-- start of Extract --

I wonder how many times the average professional baseball player throws a baseball in their lifetime. I wonder, who has publishing rights to the book of love? I wonder if I'll be at this company for more than 5 years. 10? I wonder about Tony, where he could be, who he is with, what is he thinking, is he thinking of me, and whether he'll ever return some day. |
As I walk along,
I wonder what went wrong, With our love, a love that was so strong. And as I still walk on, I think of the things we've done Together, a-while our hearts were young. I'm a-walkin' in the rain, Tears are fallin' and I feel the pain, Wishin' you were here by me, To end this misery And I wonder-- I wah-wah-wah-wah-wonder, Why, Why, why, why, why, why she ran away, Yes, and I wonder, A-where she will stay-ay, My little runaway, Run, run, run, run, runaway. I'm a-walkin' in the rain, Tears are fallin' and I feel the pain, Wishin' you were here by me, To end this misery And I wonder-- I wah-wah-wah-wah-wonder, Why, Why, why, why, why, why she ran away, Yes, and I wonder, A-where she will stay-ay, My little runaway, Run, run, run, run, runaway. Run, run, run, run, runaway. Run, run, run, run, runaway. |
I wonder what will happen next
I wonder how much control I really have I wonder if I'm going about it in the right way I wonder how much of the world I will really see I wonder if I'll ever figure out what it is I really want I wonder if I do, will it make a difference |
I wonder if I really could have been someone else.

-- end of Extract --

Stated exercise: Resume the "I wonder" musings after their last line, writing a few more lines in the same style. The records are separate material, unrelated to the "I wonder" musings.

-- start of Dataset records --

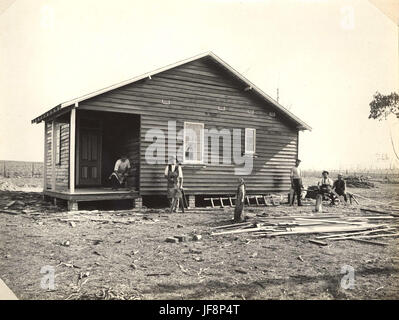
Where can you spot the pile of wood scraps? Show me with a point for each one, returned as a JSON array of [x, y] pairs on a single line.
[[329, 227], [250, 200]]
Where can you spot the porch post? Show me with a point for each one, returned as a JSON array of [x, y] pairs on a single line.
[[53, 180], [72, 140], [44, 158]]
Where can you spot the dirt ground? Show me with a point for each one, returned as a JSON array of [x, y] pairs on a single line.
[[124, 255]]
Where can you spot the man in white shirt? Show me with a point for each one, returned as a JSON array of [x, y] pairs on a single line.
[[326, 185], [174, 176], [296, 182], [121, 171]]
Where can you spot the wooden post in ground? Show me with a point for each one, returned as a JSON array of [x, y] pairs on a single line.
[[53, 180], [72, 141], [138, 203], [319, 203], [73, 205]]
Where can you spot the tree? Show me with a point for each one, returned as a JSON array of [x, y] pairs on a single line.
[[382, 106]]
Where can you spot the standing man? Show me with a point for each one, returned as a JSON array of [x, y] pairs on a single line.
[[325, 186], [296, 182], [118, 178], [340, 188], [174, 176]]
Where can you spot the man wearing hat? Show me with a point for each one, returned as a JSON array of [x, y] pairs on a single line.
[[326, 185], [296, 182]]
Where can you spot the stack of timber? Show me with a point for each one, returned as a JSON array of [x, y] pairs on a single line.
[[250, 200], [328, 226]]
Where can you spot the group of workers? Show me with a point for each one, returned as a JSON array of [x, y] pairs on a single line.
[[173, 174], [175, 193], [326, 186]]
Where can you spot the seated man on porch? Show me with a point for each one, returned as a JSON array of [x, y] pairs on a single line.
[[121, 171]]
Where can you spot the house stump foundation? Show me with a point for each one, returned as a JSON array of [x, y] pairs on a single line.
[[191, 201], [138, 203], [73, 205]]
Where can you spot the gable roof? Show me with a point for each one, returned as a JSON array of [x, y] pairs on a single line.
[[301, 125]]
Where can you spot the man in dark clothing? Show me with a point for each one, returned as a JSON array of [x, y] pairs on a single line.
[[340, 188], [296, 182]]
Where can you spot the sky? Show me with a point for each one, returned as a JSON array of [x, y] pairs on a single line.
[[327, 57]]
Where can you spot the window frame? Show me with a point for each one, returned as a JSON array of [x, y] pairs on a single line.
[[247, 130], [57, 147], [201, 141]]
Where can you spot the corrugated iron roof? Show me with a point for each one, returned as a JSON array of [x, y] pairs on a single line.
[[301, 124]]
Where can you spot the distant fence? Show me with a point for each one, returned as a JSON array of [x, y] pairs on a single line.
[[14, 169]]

-- end of Dataset records --
-- start of Dataset records --

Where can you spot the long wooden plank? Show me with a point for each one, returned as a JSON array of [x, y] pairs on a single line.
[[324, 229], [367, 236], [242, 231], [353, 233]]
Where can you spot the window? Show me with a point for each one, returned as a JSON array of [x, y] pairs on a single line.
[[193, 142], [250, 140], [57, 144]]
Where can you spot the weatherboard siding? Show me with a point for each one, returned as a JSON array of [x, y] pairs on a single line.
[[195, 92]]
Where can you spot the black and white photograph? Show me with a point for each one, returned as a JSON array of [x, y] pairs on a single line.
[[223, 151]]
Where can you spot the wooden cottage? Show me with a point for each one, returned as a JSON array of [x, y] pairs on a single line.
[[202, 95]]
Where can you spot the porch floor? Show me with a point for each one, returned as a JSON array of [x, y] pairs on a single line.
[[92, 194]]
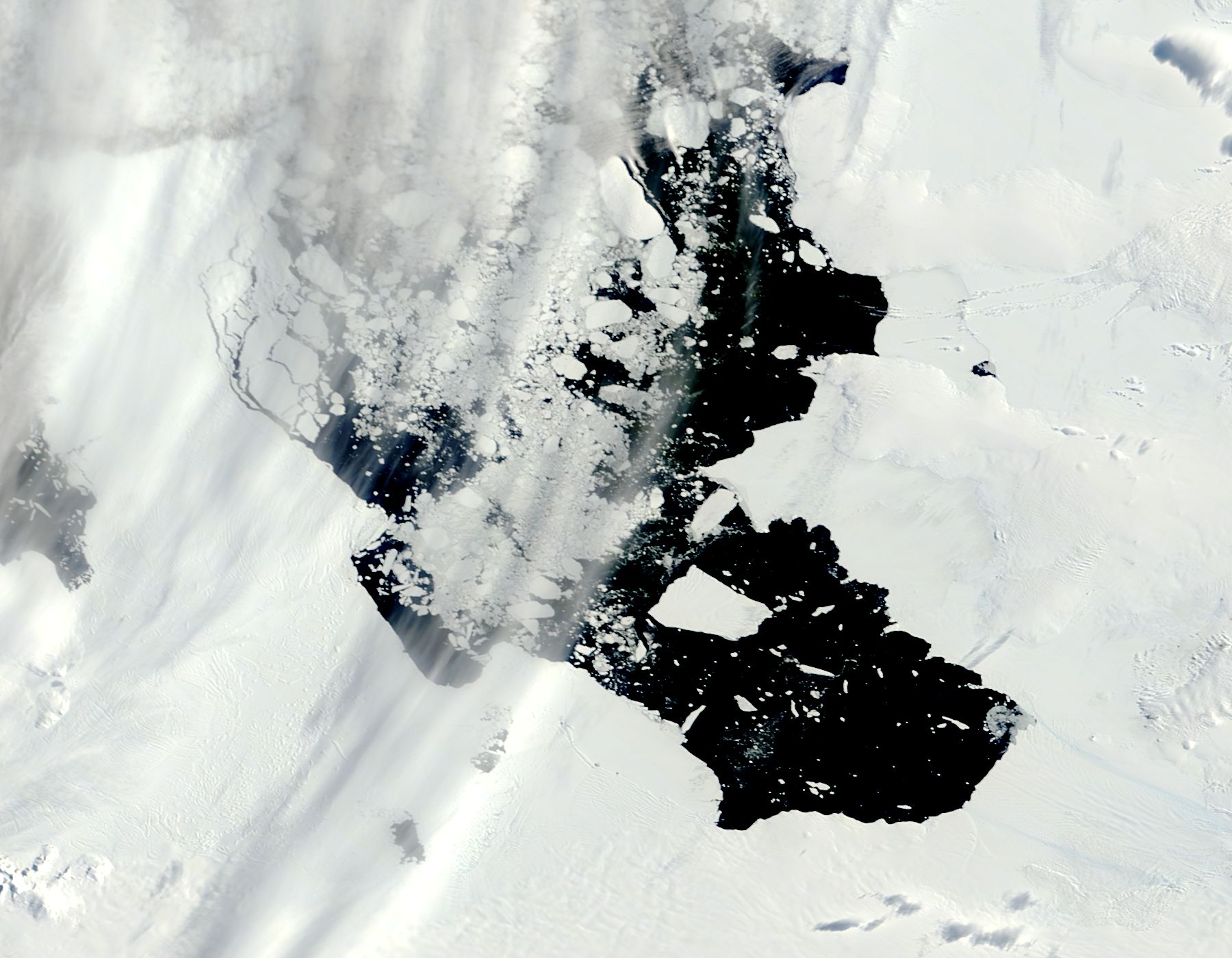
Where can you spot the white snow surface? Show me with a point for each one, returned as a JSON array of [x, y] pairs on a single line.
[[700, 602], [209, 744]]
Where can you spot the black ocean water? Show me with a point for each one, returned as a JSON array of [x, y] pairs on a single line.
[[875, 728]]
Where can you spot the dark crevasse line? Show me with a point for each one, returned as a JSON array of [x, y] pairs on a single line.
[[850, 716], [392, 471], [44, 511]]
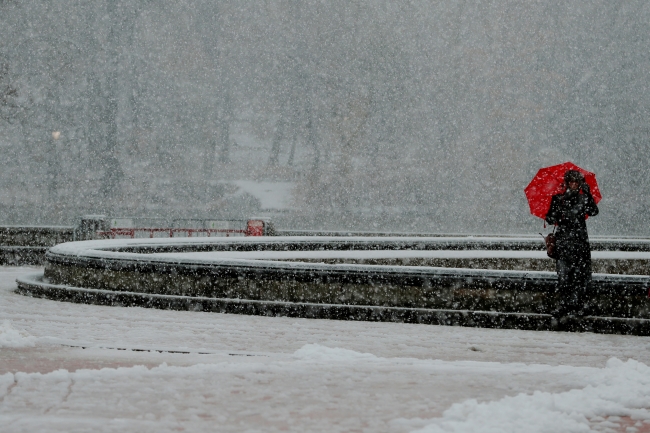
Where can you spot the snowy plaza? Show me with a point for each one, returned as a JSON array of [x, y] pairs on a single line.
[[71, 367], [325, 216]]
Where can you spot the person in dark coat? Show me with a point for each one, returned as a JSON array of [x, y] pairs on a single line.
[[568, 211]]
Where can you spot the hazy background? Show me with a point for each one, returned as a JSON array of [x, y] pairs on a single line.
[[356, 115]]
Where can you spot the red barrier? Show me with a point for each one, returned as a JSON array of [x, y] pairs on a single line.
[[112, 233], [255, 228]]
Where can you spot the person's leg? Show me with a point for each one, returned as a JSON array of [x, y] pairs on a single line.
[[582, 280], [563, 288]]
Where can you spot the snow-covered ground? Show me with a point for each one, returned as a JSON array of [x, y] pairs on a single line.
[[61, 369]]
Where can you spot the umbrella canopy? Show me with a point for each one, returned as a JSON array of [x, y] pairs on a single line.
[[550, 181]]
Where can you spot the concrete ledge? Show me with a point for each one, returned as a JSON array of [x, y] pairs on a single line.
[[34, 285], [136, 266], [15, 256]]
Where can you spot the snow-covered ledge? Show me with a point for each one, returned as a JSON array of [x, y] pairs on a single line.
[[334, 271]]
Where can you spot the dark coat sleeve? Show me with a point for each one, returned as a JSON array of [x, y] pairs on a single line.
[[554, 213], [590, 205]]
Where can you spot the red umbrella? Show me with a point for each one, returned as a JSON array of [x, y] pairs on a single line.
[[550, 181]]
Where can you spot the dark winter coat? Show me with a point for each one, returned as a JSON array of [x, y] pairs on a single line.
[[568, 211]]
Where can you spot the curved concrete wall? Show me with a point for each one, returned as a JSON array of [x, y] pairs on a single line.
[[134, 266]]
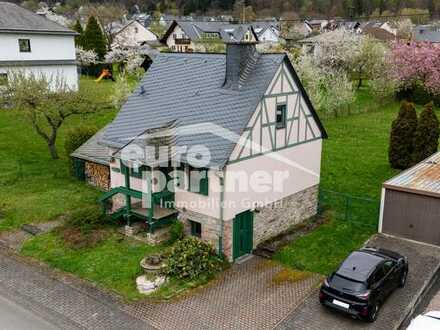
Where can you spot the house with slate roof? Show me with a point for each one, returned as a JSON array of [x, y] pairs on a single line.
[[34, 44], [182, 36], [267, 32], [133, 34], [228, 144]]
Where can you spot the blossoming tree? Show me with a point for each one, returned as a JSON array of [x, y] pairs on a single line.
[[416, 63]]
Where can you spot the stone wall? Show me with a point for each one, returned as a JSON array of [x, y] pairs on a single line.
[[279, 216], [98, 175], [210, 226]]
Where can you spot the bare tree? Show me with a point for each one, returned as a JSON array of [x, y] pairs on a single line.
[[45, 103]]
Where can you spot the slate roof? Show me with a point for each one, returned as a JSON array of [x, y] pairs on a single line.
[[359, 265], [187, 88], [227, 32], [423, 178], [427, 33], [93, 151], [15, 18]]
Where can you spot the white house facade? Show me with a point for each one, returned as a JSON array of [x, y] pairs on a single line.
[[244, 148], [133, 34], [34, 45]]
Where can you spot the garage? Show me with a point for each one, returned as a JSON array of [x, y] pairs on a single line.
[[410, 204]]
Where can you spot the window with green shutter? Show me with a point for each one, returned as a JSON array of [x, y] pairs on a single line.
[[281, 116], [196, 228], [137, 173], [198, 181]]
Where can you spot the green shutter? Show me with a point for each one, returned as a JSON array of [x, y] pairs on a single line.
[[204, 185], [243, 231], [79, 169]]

-- end of Dataset records --
-- start of Dataset records --

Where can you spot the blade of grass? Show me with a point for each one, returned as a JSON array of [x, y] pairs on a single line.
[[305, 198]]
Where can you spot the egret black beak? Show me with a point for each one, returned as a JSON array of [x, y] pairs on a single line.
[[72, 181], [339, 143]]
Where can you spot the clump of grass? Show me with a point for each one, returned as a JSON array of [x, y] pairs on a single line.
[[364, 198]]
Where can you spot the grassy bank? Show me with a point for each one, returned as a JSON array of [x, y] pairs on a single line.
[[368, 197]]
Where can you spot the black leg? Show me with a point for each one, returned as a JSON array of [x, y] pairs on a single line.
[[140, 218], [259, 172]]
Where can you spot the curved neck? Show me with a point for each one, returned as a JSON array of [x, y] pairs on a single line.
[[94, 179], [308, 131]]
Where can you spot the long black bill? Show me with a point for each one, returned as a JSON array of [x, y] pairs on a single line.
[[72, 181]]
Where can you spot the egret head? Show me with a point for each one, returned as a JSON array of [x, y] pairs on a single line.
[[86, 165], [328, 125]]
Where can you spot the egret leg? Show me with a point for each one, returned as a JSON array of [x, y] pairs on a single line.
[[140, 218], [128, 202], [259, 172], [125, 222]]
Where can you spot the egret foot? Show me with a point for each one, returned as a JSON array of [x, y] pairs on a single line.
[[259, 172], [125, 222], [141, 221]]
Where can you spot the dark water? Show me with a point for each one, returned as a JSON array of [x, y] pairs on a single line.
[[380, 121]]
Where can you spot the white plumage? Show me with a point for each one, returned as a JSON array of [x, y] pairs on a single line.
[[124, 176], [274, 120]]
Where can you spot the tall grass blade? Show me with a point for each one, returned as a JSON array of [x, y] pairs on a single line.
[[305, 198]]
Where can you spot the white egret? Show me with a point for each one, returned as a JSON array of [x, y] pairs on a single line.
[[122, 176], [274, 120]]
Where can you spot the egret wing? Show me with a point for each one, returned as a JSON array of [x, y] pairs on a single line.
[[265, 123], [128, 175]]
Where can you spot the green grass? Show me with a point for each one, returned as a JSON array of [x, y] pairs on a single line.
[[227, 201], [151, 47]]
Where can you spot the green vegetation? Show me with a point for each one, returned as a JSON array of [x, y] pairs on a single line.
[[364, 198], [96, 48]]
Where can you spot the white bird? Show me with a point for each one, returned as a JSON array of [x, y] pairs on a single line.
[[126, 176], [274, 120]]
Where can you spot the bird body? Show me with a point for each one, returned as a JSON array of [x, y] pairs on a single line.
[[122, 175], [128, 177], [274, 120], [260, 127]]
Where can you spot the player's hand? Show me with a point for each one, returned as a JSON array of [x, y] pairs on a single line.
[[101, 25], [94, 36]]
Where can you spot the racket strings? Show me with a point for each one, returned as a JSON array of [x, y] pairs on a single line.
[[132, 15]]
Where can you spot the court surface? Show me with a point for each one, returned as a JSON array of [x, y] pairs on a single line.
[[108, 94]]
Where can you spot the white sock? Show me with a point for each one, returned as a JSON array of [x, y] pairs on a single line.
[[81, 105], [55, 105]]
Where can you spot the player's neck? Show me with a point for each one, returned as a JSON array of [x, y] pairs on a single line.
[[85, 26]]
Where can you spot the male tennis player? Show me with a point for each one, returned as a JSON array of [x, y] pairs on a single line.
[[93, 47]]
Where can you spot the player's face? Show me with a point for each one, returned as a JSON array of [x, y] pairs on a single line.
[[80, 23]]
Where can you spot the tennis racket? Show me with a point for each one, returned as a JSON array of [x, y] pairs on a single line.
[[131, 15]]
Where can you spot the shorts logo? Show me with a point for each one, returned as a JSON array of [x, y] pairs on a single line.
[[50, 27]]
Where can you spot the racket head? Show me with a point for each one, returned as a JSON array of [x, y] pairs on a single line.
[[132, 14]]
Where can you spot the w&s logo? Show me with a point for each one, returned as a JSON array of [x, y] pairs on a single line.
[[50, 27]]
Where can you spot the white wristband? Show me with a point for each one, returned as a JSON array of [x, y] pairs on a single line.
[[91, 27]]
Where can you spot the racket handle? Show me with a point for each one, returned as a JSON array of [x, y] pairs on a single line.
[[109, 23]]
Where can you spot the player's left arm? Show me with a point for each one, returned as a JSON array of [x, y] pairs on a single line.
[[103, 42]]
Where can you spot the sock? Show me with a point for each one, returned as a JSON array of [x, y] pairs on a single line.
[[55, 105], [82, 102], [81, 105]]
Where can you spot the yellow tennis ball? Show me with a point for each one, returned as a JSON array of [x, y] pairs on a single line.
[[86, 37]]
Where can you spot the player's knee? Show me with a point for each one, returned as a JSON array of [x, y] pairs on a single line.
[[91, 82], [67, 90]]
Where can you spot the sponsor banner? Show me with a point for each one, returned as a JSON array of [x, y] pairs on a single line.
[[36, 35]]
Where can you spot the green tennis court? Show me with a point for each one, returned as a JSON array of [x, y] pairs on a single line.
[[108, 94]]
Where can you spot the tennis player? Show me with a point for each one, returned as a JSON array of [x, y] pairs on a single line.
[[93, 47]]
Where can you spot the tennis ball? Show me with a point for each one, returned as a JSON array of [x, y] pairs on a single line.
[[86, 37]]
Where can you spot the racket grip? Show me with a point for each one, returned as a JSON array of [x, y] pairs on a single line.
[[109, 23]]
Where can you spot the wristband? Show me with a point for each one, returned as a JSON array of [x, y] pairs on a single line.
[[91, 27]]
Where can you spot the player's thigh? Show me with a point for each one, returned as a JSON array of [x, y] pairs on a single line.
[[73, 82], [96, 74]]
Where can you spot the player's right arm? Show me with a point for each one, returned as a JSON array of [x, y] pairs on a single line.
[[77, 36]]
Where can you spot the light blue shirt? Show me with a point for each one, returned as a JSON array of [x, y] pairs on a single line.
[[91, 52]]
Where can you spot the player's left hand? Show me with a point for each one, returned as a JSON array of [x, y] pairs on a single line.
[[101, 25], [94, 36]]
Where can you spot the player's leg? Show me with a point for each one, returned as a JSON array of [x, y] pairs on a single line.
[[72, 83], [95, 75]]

-- end of Dataset records --

Task answer:
I wonder how many alternate choices I could make and still be "me". I wonder if anything is really ever knowable. Seems 99% of what we "know" is past experience cobbled together with assumptions. I wonder if I can get my husband addicted to energy drinks so he'll wonder as often as I do. I wonder if it's my wondering temperment that makes me neurotic...or vice versa....or if I'm actually neurotic or not. I wonder if "neurotic" is a word I should be carelessly throwing about. I wonder how long I could continue this train of thought if I had infinite time. |
....And I begin to wonder...(channeling Dannii Minogue, the lesser known but equally talented sister of Kylie)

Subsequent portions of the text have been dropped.